**Passage for review**

JERSEY CITY — State officials Thursday for the first time said Tuesday's massacre at a Jewish supermarket, and the death of a police officer at the hands of the same shooters just before it, were likely an act of domestic terrorism aimed at police and Jews.

"At this point, I agree with Attorney General (Gurbir) Grewal. This is going to be investigated going forward ... as a domestic terror event," U.S. Attorney for the District of New Jersey Craig Carpenito said at a press conference led by the attorney general. He said the FBI will lead the investigation.

Grewal and other state officials — including Gov. Phil Murphy — had initially urged caution against assuming the attacks with motivated by anti-Semitism in the days since the attacks, though Jersey City's and New York's mayors had both said they believed that was the case. Instead, the state officials had said, they were still working to determine motive.

For the first time, state officials acknowledged they were aware of social media posts that appeared to be by the shooters, espousing hate against Jews and police. They also acknowledged reports by several media outlets, attributing unnamed law enforcement, tying the shooters to the Black Hebrew Israelites movement — a group described by the Southern Poverty Law Center as a hate group and not affiliated with mainstream Jewish organizations.

Grewal said there was evidence the shooters "expressed interest in the group," but no so far no formal links between the shooters and the movement had been established.

"The evidence points towards acts of hate," Grewal said. "We are investigating as potential domestic terrorism."

Among those killed Tuesday in Jersey City was Officer Joseph Seals, shot in a cemetery during an encounter with ex-con David Anderson, 47, and Francine Graham, 50, according to Jersey City police and state authorities. Both shooters were killed Tuesday afternoon in a shootout with police at the JC Kosher Supermarket, where three other people — two of them religious Jews — were found shot dead.

**Parts of the exercise**
**A.** List every person named in the article on the Jersey City shooting.
**B.** Reproduce the article on the Jersey City shooting word for word from "Among those killed" to "found shot dead.".
The material placed after this article has nothing to do with it.

**Image-grounded pointing data**

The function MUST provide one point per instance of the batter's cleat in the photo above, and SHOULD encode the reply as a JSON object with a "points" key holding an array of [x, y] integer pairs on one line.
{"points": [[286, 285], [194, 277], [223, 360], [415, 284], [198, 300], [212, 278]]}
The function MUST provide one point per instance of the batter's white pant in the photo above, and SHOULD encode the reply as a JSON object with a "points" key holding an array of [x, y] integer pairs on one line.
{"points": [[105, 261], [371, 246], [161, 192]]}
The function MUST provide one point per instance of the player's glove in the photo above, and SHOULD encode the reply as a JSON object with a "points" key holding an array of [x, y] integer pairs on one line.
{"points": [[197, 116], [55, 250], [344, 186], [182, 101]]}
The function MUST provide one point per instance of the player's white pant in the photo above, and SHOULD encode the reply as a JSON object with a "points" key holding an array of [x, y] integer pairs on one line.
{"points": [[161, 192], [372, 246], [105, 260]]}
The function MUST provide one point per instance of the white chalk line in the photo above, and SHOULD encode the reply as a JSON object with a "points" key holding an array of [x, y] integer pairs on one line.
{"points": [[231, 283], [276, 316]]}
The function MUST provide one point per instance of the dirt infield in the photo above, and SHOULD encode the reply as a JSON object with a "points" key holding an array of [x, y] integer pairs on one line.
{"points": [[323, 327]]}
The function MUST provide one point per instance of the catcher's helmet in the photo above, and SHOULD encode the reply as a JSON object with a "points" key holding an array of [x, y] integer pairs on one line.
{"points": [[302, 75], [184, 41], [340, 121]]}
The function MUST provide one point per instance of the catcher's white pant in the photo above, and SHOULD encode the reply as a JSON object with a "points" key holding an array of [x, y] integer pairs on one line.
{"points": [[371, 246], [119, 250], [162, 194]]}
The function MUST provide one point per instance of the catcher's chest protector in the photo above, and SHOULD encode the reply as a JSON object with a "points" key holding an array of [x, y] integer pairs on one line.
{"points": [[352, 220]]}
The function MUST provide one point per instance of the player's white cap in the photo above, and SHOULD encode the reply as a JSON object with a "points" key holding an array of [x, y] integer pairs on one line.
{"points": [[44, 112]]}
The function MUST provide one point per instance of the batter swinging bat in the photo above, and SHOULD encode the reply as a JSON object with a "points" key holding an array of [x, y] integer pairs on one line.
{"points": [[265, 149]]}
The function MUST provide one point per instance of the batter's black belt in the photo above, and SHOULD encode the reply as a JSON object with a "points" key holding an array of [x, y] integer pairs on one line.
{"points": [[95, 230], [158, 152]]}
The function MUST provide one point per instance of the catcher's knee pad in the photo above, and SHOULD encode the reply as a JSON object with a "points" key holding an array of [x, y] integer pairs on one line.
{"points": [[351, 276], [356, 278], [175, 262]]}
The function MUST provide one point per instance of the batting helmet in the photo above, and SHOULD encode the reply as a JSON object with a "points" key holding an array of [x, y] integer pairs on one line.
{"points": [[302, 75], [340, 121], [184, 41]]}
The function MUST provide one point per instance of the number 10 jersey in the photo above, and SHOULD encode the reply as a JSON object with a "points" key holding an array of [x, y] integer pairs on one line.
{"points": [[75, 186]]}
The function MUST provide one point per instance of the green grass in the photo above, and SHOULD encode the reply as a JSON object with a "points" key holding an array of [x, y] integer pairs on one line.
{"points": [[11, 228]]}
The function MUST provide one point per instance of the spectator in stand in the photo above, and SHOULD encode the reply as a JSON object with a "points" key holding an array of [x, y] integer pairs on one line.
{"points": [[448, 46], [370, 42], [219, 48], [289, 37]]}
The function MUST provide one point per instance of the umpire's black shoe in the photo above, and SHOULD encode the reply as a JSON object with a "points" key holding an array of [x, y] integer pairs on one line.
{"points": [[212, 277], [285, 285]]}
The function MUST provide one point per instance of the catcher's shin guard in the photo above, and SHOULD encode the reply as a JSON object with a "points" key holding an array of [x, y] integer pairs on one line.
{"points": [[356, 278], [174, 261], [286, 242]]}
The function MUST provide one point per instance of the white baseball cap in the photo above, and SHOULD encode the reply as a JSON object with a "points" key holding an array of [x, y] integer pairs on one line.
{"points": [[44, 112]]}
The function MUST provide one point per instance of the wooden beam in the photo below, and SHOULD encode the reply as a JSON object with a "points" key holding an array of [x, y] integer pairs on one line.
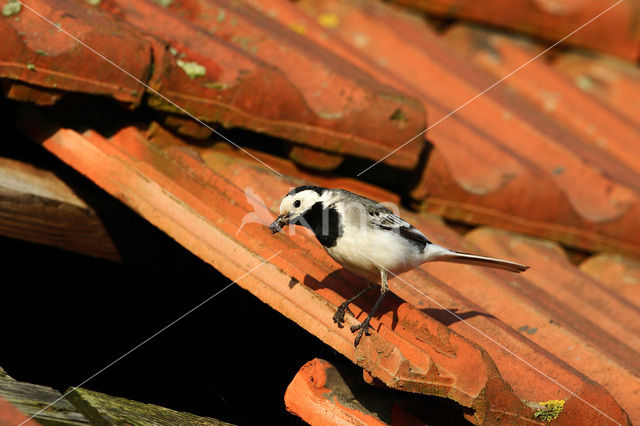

**Answer section**
**A.** Gurbir Grewal, Craig Carpenito, Phil Murphy, Joseph Seals, David Anderson, Francine Graham

**B.**
Among those killed Tuesday in Jersey City was Officer Joseph Seals, shot in a cemetery during an encounter with ex-con David Anderson, 47, and Francine Graham, 50, according to Jersey City police and state authorities. Both shooters were killed Tuesday afternoon in a shootout with police at the JC Kosher Supermarket, where three other people — two of them religious Jews — were found shot dead.